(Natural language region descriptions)
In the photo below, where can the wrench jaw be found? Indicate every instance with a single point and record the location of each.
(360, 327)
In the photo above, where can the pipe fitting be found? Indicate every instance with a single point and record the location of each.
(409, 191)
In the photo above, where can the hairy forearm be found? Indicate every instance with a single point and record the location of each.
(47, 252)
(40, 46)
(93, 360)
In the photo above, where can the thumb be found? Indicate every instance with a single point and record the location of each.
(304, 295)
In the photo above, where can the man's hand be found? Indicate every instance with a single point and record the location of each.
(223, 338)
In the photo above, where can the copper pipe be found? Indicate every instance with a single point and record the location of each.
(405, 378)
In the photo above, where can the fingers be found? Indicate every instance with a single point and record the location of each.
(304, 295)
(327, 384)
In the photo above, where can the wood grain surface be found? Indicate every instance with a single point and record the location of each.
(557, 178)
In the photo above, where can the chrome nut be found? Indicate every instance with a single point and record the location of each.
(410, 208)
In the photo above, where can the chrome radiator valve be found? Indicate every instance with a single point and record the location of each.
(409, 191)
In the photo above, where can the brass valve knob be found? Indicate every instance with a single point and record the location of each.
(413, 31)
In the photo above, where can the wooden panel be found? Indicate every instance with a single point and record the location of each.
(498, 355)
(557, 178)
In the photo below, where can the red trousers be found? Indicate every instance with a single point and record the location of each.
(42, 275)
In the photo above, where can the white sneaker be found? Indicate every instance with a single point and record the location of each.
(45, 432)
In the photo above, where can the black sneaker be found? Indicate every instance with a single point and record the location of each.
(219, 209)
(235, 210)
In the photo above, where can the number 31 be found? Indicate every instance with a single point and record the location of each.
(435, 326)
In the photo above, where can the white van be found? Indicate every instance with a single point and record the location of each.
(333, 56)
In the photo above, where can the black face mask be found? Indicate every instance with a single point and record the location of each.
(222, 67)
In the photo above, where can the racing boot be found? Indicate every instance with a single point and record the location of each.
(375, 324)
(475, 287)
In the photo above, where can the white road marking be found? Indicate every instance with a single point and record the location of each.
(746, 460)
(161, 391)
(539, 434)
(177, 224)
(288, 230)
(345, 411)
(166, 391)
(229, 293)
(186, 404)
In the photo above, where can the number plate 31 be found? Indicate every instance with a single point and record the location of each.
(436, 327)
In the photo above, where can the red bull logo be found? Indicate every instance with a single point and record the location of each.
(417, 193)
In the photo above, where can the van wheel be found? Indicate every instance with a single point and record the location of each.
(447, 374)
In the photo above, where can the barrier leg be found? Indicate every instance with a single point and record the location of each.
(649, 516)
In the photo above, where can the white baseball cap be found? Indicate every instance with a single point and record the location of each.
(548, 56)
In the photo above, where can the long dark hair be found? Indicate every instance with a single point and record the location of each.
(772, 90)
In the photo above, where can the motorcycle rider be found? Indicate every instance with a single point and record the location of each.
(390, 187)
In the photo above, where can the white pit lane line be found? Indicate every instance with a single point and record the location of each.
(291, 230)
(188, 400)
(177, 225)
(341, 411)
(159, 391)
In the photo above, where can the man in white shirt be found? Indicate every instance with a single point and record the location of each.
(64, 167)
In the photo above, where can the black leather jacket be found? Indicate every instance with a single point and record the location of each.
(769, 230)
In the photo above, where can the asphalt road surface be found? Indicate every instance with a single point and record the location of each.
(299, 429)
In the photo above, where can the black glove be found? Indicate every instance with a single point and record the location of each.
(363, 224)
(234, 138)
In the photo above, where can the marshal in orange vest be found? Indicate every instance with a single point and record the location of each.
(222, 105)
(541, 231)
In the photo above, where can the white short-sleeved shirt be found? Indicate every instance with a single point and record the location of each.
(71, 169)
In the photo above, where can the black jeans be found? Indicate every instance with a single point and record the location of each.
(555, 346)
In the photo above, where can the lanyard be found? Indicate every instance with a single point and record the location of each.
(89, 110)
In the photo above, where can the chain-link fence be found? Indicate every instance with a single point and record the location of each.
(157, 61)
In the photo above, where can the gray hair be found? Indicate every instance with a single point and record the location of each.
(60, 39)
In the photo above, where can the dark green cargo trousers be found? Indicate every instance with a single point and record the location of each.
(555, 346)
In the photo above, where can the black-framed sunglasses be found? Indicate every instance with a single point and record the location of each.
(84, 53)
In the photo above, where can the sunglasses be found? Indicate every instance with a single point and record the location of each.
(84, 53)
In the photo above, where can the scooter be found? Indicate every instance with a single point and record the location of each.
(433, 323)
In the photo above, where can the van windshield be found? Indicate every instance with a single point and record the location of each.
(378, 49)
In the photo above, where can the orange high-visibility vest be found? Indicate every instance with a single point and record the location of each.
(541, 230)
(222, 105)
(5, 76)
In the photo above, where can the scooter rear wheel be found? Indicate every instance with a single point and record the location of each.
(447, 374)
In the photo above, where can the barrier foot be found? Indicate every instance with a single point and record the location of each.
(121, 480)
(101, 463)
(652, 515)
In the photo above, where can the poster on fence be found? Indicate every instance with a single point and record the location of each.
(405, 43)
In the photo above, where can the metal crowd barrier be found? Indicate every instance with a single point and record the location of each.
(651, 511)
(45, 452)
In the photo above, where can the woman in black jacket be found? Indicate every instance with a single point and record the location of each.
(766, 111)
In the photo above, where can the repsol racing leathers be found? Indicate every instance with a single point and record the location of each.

> Task details
What's wanted is each line above, transcribed with nothing altered.

> Answer for this exercise
In the photo below, where can the wrench jaw be found? Indicate every instance with a single point and record the location of each.
(360, 327)
In the photo above, where can the pipe fitting be found? Indicate every instance with a single point and record the location of each.
(409, 191)
In the photo above, where can the hairy forearm be found? Indicate every instance with a single point and record the location of each.
(47, 252)
(40, 46)
(93, 360)
In the photo above, where can the thumb be found? Indicate every instance with a single point and record the location of each.
(304, 295)
In the photo above, where can the man's hand be found? Indicate every instance with a single point and record the location of each.
(223, 338)
In the photo above, where can the copper pipe be found? Indicate every instance with a single point and record the location of each.
(405, 378)
In the photo above, where can the fingers be found? Indicate every instance with a single point and record the location of each.
(304, 295)
(327, 384)
In the photo above, where can the wood grain surface be found? Indicate every instance with a single point and record the location of each.
(557, 178)
In the photo above, where can the chrome nut be found? Indicate every instance with a single point and record the location of each.
(410, 208)
In the photo above, where can the chrome radiator valve be found? Indicate every instance with a single point and record the location of each.
(409, 191)
In the photo above, where can the brass valve knob be found? Indicate every instance with a single point and record the location of each.
(413, 31)
In the photo above, where can the wooden panel be found? Indicate every instance with a single point and record the location of each.
(498, 355)
(557, 178)
In the photo below, where can the red trousers be found? Indicate every instance with a single point and record the location of each.
(42, 275)
In the photo above, where can the white sneaker be found? Indicate every instance with a single point and record the location of each.
(45, 432)
In the photo above, where can the black sneaker be found? Indicate every instance with a single point and record the location of each.
(219, 209)
(235, 210)
In the photo above, where can the number 31 be found? Indicate every instance with a single point and record the location of each.
(435, 326)
In the photo above, where can the white van be found? Indicate every instance with a single point and record the location of each.
(333, 56)
In the photo above, where can the black face mask be found? Indicate every instance with a single point and record the location of each.
(222, 67)
In the photo above, where can the racing boot be found? Indicate every instance with a single point and record the location of each.
(375, 324)
(475, 287)
In the photo above, where can the white road marking be found? Indicate every instance with a single point and record the location of each.
(746, 460)
(161, 391)
(539, 434)
(177, 224)
(288, 230)
(345, 411)
(166, 391)
(229, 293)
(186, 404)
In the photo above, where can the number plate 31 be found? Indicate every instance with a single point and record the location of each.
(436, 327)
In the photo above, where can the red bull logo be found? Indicate every instance with a single point and record the location of each.
(417, 193)
In the photo above, where can the van wheel be found? Indicate every instance with a single point and record the location of each.
(447, 374)
In the photo above, where can the barrier leg be found? Indicate every instance with a single point and record the location of each.
(649, 516)
In the photo above, where can the white baseball cap be found? Indicate every instance with a single point and record the location of each.
(548, 56)
In the photo above, where can the long dark hair be found? Indicate every instance with a single point and record the location of each.
(772, 90)
In the photo above, where can the motorcycle rider be found? Indicate every instance with a single point and record the location of each.
(390, 187)
In the photo above, where can the white pit lane line be found? Indicate every instance with a single point and record the location of each.
(291, 230)
(188, 400)
(177, 225)
(341, 411)
(159, 391)
In the photo above, where can the man in white shirt be found? Indicate every instance with a single point and record the location of each.
(64, 167)
In the photo above, where can the black leather jacket be found? Indicate every instance with a single point and record the location of each.
(769, 230)
In the photo above, where can the asphalt road surface be found? Indicate every instance with a single point and record the location of each.
(299, 429)
In the photo above, where can the black glove be found? Indicate every instance with a single point and record the location of each.
(363, 224)
(234, 138)
In the photo above, where can the marshal in orange vest be found? Indicate every instance with a single point and record the location of each.
(222, 105)
(541, 231)
In the photo above, where can the white short-sleeved shirt be found? Indicate every instance with a single point and record the location of each.
(71, 169)
In the photo above, where can the black jeans be found? Indicate every instance with a single point and record the location of each.
(555, 346)
In the photo above, where can the lanyard be found? Indicate every instance with a single point and record the location of each.
(89, 110)
In the photo above, where can the chain-link fence be found? Indicate every instance with a single point and record the location of each.
(157, 61)
In the photo above, where can the gray hair be found? Indicate every instance with a single point and record the location of each.
(60, 39)
In the photo above, where can the dark green cargo trousers be found? Indicate every instance with a single point and record the location of each.
(555, 346)
In the photo above, where can the black-framed sunglasses be found? Indicate every instance with a single point and record the location of each.
(84, 53)
In the photo above, where can the sunglasses be found? Indicate every instance with a single point and record the location of each.
(84, 53)
In the photo above, where can the scooter be found? Indicate every instance with a single point and record the location of each.
(433, 323)
In the photo above, where can the van windshield be found? Indicate every instance with a single point and record the location of each.
(378, 49)
In the photo above, where can the orange high-visibility vest be found? Indicate every instance with a single point and record the location of each.
(541, 230)
(222, 105)
(5, 76)
In the photo above, where can the scooter rear wheel be found? Indicate every instance with a single point and record the location of each.
(447, 374)
In the photo above, where can the barrier foot be found? Indicate every instance with a single point and record the location of each.
(121, 480)
(101, 463)
(652, 515)
In the photo above, where can the poster on fence be found? Indicate every instance with a single point and record the location of each.
(405, 43)
In the photo above, where can the metal crowd barrier be found? Indicate every instance with a single point and record the location of each.
(651, 511)
(45, 452)
In the photo above, where can the woman in black jacket be found? Indicate every instance with a single point and record the location of each.
(766, 111)
In the photo above, where can the repsol racing leathers be found? Indicate every instance with a single point and record the location of each.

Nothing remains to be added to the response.